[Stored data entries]
┄┄┄┄┄┄

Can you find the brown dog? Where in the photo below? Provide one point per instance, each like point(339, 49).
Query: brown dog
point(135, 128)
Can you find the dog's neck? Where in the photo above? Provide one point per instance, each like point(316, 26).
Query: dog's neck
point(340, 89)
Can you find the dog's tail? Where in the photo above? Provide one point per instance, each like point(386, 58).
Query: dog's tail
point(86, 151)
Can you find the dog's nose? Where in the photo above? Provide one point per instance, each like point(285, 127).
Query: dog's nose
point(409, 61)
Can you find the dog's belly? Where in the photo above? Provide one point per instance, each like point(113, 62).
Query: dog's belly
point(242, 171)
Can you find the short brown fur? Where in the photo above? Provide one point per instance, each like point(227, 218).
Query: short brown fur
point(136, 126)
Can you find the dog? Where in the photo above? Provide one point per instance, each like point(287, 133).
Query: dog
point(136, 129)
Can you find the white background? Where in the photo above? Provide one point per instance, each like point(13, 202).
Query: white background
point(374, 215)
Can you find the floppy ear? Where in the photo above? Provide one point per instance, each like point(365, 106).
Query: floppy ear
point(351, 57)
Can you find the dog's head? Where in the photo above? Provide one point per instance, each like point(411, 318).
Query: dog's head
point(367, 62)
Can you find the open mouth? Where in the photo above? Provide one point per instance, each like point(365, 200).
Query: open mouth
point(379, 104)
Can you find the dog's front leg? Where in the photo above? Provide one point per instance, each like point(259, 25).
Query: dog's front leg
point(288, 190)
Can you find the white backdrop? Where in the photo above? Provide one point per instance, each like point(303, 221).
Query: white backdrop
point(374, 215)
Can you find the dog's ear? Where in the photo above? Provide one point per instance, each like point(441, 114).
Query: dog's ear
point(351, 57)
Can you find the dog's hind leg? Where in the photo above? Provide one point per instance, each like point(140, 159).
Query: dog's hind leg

┄┄┄┄┄┄

## The exercise
Rewrite all of the records above as a numbered list, one line per item, and leave out any blank lines.

## Exercise answer
1. Can you find the brown dog? Where in the photo below? Provide one point per instance, each like point(339, 49).
2. Query: brown dog
3. point(135, 128)
4. Can you find the dog's neck? Where in the photo above? Provide one point per instance, each like point(316, 26).
5. Query: dog's neck
6. point(340, 89)
7. Can you find the dog's tail? Where in the photo above? Provide one point per instance, each like point(386, 58).
8. Query: dog's tail
9. point(86, 151)
10. Can you find the dog's nose? Where in the photo above? Provide one point per instance, each like point(285, 127).
11. Query: dog's nose
12. point(409, 61)
13. Can you find the dog's belly? Where in the photo above? Provide one point per instance, each like point(113, 62).
14. Query: dog's belly
15. point(242, 171)
16. Can you find the short brown fur? Where in the photo above? Provide one point per instance, each like point(227, 218).
17. Query: short brown fur
18. point(136, 126)
19. Can you find the dog? Where in the photo above? Provide one point per instance, each like point(287, 133).
20. Query: dog
21. point(136, 129)
22. Can you find the white background? Where in the photo above? Provide one point per instance, each like point(13, 202).
23. Query: white background
24. point(374, 215)
25. Can you find the floppy ear? Where in the photo above? Provide one point per instance, each like point(365, 106).
26. Query: floppy ear
27. point(351, 57)
28. Can you find the dog's head? Where in the photo above? Provide one point per instance, each like point(411, 318).
29. Query: dog's head
30. point(367, 62)
31. Can you find the open mouth? Where in the photo above? Provide one point per instance, each like point(365, 200).
32. Query: open mouth
33. point(379, 104)
34. Can you find the dog's front leg? Where in the photo above? Provide one point per instance, each like point(259, 25).
35. Query: dog's front leg
36. point(288, 190)
37. Can you find the white backdrop? Where in the photo above? Provide one point per instance, each like point(303, 221).
38. Query: white backdrop
39. point(374, 215)
40. Can you find the dog's ear? Where in the photo above? Provide one point per instance, each like point(441, 114).
41. Query: dog's ear
42. point(351, 57)
43. Can you find the dog's hind leg? Where in the photo above? Provide one point per instance, each like point(140, 159).
44. Query: dog's hind leg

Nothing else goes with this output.